## Task directions
Duplicate the lines below without any changes, leaving out the pictures.

-------- Records to process

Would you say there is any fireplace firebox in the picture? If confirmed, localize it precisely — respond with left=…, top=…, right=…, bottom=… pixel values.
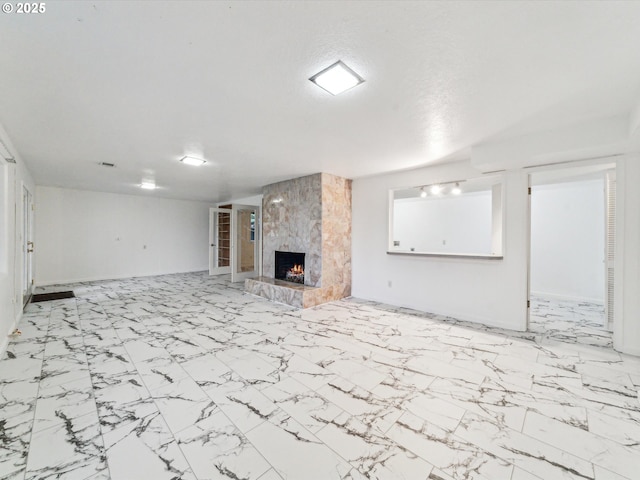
left=275, top=251, right=304, bottom=285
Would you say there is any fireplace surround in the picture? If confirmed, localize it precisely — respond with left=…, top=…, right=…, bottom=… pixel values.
left=275, top=250, right=305, bottom=285
left=245, top=173, right=351, bottom=308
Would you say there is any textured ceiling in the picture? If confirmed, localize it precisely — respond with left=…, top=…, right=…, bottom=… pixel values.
left=0, top=1, right=640, bottom=201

----------------

## Task result
Would you say there is any fireplace firebox in the picture? If confirmed, localize it precisely — respond with left=…, top=…, right=…, bottom=… pixel values.
left=275, top=251, right=304, bottom=285
Would you say there is any fireplace surround in the picture? If confirmed, localize it precisely — respond with left=…, top=…, right=…, bottom=… pixel values.
left=275, top=250, right=305, bottom=285
left=245, top=173, right=351, bottom=308
Would you say there is any textured ceiling in the picture? If confirmed, localize it precisely — respond with left=…, top=…, right=…, bottom=… pixel values.
left=0, top=1, right=640, bottom=201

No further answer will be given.